__RECORD SET__:
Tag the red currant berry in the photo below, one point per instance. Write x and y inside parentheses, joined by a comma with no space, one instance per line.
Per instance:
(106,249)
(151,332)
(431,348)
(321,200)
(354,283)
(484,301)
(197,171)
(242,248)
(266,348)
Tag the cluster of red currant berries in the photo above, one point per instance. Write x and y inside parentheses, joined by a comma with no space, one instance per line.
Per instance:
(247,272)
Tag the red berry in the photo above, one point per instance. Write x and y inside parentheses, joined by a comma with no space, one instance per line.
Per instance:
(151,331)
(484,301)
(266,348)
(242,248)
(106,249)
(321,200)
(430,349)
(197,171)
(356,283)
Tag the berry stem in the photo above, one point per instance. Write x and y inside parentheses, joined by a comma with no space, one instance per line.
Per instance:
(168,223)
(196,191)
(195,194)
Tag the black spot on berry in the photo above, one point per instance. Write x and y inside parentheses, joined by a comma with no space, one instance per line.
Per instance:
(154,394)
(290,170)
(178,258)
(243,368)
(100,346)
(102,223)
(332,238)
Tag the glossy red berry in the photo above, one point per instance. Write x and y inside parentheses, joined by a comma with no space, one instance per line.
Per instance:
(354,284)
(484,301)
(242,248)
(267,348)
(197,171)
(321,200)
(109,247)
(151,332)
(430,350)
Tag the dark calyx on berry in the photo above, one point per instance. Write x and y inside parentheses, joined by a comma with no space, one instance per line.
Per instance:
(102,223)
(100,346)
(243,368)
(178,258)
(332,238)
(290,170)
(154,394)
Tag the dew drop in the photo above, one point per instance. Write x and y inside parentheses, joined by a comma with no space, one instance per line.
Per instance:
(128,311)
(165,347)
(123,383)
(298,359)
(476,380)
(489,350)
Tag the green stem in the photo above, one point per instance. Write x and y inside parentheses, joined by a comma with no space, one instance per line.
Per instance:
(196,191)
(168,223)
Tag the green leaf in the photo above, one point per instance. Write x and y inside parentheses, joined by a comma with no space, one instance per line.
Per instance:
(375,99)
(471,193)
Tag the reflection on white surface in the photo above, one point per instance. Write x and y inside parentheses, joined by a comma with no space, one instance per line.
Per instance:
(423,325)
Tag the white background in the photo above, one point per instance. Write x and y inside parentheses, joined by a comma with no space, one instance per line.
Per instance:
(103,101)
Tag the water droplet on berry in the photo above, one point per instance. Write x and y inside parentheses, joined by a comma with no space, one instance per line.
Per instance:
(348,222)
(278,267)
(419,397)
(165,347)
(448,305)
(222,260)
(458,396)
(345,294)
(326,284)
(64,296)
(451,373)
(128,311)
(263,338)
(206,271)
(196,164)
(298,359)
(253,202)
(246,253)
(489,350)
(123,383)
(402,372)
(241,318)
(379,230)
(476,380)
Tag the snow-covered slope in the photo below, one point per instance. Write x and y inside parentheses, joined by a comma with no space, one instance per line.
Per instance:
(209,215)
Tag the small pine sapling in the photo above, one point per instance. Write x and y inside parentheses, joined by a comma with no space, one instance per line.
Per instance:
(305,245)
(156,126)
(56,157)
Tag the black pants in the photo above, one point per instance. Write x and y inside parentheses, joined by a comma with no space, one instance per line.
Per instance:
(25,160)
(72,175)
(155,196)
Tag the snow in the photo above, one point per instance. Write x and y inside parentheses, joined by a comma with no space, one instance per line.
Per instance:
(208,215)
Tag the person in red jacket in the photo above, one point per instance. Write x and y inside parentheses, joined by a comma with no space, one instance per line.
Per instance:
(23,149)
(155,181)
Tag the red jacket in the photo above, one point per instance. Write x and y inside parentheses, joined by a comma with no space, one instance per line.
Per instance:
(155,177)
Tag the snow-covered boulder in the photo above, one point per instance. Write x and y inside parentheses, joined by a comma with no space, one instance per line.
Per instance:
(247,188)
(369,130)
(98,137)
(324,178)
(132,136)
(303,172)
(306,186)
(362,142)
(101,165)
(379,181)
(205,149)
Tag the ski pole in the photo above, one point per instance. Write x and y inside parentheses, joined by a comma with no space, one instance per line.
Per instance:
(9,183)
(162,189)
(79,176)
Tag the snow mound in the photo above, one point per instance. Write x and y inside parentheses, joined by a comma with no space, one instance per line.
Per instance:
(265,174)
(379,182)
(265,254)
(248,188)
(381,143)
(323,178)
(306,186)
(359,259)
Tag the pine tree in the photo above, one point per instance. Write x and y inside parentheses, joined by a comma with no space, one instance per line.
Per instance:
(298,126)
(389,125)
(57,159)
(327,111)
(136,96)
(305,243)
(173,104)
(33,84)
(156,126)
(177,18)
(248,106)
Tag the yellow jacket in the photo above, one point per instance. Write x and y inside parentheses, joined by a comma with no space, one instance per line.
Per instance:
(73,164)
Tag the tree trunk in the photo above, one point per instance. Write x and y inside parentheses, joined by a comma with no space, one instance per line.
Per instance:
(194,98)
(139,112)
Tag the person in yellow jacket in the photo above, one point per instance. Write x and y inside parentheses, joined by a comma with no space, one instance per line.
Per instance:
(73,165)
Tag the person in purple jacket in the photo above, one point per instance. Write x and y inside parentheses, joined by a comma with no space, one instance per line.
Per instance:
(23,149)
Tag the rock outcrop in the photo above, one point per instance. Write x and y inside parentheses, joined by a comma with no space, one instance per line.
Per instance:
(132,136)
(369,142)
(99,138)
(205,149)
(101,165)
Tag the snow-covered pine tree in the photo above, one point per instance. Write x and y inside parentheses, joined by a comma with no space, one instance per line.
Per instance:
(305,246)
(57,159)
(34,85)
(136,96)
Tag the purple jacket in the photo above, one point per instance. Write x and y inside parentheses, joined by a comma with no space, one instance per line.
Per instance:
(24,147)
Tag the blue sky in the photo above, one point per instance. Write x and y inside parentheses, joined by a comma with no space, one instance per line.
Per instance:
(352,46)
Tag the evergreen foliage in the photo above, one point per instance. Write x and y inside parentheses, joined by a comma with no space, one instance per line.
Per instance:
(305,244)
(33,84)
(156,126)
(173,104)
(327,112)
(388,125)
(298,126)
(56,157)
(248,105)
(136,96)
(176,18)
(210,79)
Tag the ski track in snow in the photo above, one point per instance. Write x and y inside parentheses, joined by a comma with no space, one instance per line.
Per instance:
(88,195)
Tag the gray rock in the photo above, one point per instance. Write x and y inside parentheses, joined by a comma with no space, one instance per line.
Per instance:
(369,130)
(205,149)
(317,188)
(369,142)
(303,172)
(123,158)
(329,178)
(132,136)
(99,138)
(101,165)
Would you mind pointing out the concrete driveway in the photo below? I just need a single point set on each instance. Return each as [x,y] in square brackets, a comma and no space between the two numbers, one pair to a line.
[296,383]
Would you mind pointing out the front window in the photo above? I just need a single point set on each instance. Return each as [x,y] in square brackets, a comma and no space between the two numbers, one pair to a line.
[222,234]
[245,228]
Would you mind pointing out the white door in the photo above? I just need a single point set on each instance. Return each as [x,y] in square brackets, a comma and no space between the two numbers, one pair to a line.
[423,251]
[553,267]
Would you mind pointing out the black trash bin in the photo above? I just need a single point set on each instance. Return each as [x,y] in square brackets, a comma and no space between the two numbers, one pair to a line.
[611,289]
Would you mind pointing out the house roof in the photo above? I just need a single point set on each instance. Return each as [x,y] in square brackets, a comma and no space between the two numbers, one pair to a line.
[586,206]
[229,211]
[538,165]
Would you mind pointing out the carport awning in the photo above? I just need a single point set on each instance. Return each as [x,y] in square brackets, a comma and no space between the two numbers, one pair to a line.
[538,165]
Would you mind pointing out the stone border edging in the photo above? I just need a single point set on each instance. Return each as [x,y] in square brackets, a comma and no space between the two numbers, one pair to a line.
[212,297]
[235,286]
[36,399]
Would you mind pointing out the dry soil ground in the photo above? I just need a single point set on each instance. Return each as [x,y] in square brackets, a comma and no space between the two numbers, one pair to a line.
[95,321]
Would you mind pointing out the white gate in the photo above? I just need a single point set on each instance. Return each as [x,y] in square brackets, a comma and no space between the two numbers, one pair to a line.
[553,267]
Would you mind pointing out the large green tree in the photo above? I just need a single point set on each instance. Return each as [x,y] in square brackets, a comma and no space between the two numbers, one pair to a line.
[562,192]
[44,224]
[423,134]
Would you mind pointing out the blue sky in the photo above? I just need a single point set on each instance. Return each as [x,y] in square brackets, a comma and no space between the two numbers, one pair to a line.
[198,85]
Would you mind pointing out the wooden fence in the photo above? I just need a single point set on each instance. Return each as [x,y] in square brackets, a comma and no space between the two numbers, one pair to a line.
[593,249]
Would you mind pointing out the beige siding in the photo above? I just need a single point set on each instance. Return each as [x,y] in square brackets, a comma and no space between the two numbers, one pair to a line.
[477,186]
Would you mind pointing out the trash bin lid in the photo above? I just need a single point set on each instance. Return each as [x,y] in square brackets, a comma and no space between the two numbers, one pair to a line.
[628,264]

__PROBLEM__:
Please write out, word for word, the lines from the one containing "Would you mind pointing out the beige" through the last line above, including both ends.

__WRITTEN ANSWER__:
Would you mind pointing out the beige siding in the photo above? I just need a single point set on each instance. Return each as [x,y] in square brackets, a comma and no space between the two numbers, one pair to a line.
[477,186]
Would you mind pointing out the trash bin lid in the photo above? I just need a single point set on each instance. Return each as [x,y] in square brackets, a comma and no space between the two numbers, one pair to a line.
[628,264]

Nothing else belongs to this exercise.